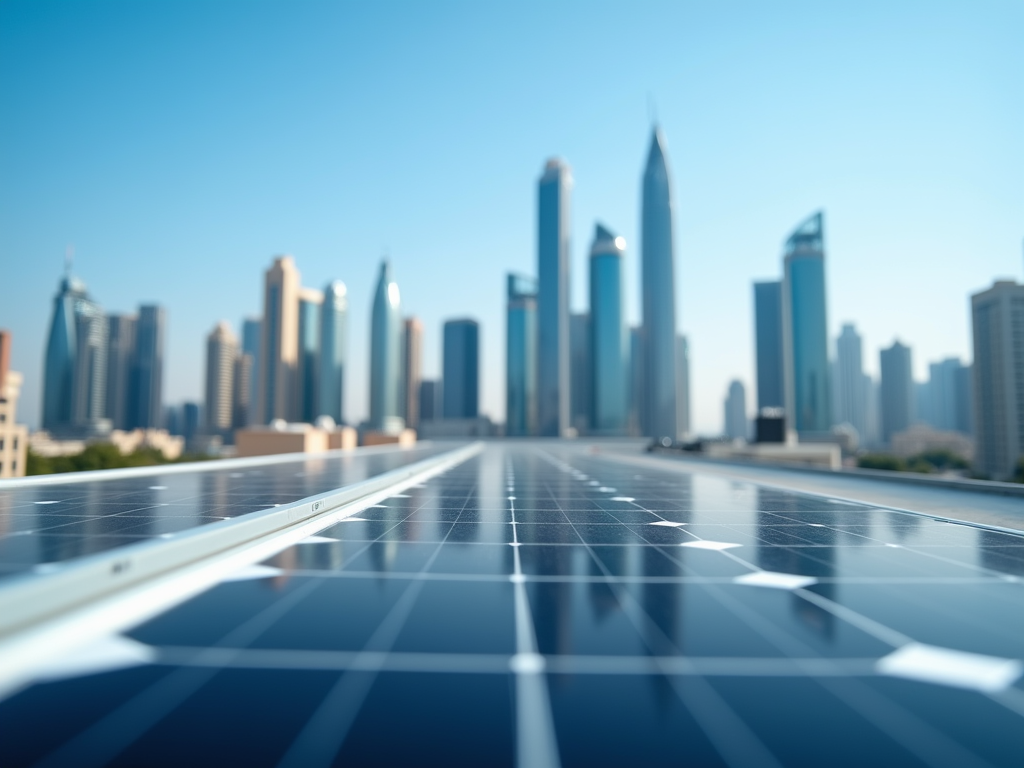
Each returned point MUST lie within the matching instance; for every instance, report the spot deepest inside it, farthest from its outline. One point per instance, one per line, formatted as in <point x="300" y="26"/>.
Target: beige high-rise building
<point x="221" y="352"/>
<point x="412" y="361"/>
<point x="13" y="436"/>
<point x="280" y="348"/>
<point x="997" y="317"/>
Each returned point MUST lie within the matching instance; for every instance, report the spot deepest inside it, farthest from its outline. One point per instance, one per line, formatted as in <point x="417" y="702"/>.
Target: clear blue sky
<point x="179" y="145"/>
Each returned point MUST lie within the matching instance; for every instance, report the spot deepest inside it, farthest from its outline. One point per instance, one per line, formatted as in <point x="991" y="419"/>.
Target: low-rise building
<point x="921" y="437"/>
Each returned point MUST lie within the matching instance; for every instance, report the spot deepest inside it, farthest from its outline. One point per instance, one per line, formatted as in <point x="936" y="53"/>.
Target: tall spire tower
<point x="657" y="256"/>
<point x="385" y="356"/>
<point x="553" y="194"/>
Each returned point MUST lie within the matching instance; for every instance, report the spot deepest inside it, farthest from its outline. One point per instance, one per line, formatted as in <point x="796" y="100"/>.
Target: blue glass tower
<point x="252" y="330"/>
<point x="805" y="331"/>
<point x="657" y="260"/>
<point x="385" y="355"/>
<point x="333" y="351"/>
<point x="71" y="386"/>
<point x="148" y="377"/>
<point x="309" y="331"/>
<point x="768" y="343"/>
<point x="608" y="340"/>
<point x="553" y="299"/>
<point x="520" y="363"/>
<point x="580" y="380"/>
<point x="461" y="391"/>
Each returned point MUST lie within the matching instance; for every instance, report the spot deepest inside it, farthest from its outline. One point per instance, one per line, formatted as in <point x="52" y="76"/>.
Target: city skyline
<point x="906" y="187"/>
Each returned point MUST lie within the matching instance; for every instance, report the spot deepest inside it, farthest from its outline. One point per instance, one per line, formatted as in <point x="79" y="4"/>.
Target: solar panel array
<point x="55" y="522"/>
<point x="537" y="605"/>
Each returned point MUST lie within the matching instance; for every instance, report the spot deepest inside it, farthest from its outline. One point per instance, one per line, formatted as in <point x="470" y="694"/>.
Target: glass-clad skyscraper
<point x="461" y="393"/>
<point x="609" y="375"/>
<point x="520" y="363"/>
<point x="333" y="351"/>
<point x="683" y="385"/>
<point x="805" y="331"/>
<point x="658" y="278"/>
<point x="252" y="330"/>
<point x="997" y="324"/>
<point x="120" y="370"/>
<point x="66" y="383"/>
<point x="307" y="390"/>
<point x="582" y="376"/>
<point x="851" y="392"/>
<point x="553" y="298"/>
<point x="897" y="390"/>
<point x="385" y="355"/>
<point x="148" y="379"/>
<point x="279" y="352"/>
<point x="90" y="372"/>
<point x="768" y="343"/>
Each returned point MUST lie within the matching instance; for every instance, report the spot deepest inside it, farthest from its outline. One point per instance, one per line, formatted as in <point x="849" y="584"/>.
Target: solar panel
<point x="537" y="605"/>
<point x="51" y="522"/>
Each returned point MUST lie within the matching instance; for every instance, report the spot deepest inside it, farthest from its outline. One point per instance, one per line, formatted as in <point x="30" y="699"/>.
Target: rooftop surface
<point x="541" y="604"/>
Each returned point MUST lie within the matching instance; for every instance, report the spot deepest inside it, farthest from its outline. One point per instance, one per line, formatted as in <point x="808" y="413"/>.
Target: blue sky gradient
<point x="179" y="145"/>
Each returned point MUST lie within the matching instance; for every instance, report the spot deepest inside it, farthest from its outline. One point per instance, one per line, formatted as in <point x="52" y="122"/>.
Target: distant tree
<point x="102" y="456"/>
<point x="943" y="459"/>
<point x="882" y="461"/>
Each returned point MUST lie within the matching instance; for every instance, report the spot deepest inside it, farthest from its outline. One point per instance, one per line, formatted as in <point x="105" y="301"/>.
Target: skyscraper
<point x="520" y="361"/>
<point x="412" y="355"/>
<point x="148" y="379"/>
<point x="120" y="370"/>
<point x="221" y="352"/>
<point x="429" y="396"/>
<point x="280" y="342"/>
<point x="768" y="343"/>
<point x="851" y="395"/>
<point x="252" y="330"/>
<point x="896" y="398"/>
<point x="683" y="384"/>
<point x="385" y="355"/>
<point x="90" y="372"/>
<point x="997" y="320"/>
<point x="61" y="354"/>
<point x="735" y="411"/>
<point x="609" y="375"/>
<point x="334" y="351"/>
<point x="242" y="391"/>
<point x="949" y="395"/>
<point x="581" y="378"/>
<point x="658" y="278"/>
<point x="805" y="331"/>
<point x="461" y="393"/>
<point x="310" y="302"/>
<point x="636" y="380"/>
<point x="553" y="298"/>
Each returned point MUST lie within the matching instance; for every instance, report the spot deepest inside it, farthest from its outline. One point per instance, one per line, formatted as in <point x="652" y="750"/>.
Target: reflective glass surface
<point x="542" y="605"/>
<point x="57" y="521"/>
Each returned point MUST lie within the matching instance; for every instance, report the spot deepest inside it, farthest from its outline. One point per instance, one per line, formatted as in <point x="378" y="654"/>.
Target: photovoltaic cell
<point x="56" y="522"/>
<point x="801" y="631"/>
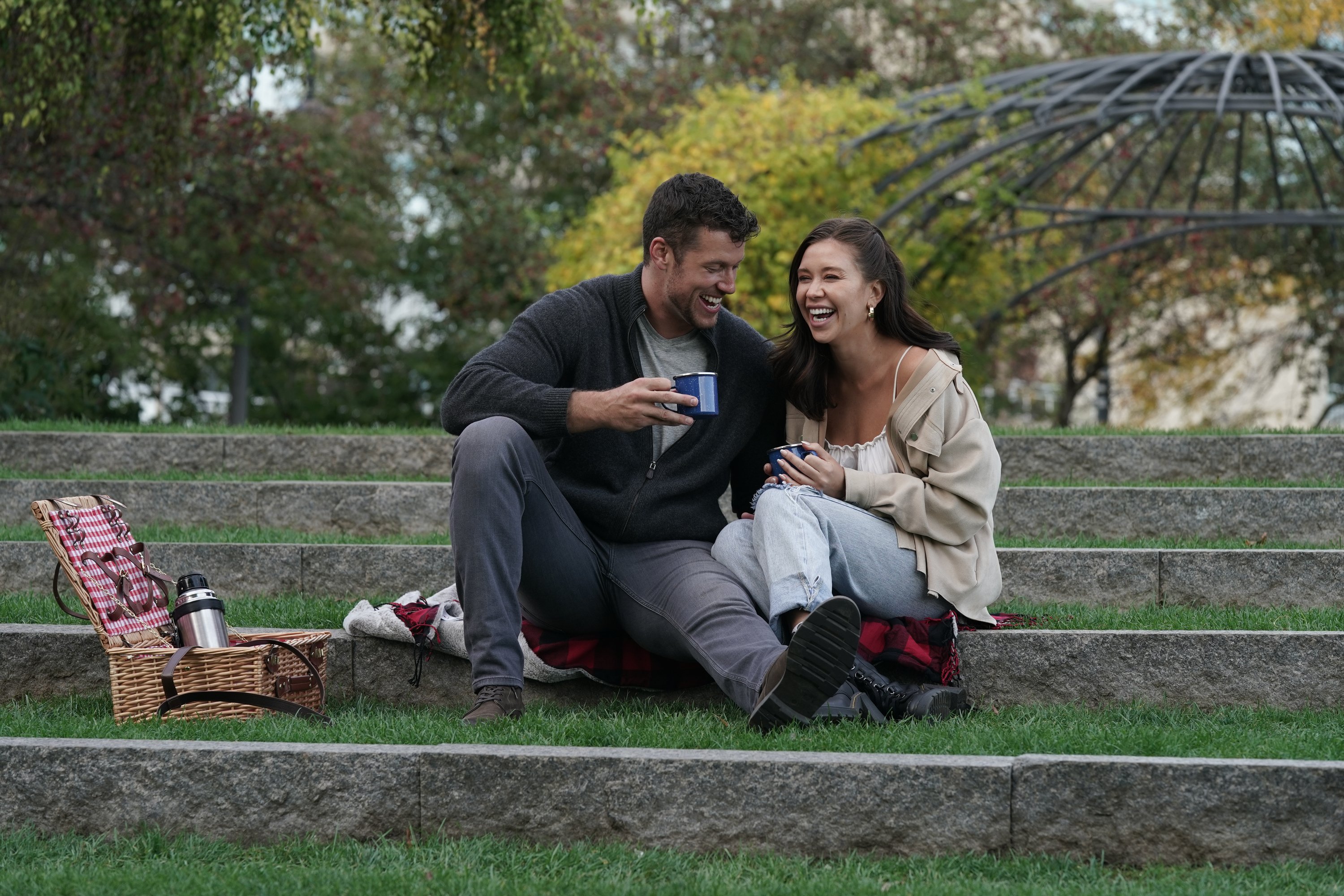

:::

Problem ->
From the data above, pull out each line that contains the word "panel".

The completed task ->
Target: solar panel array
Target: solar panel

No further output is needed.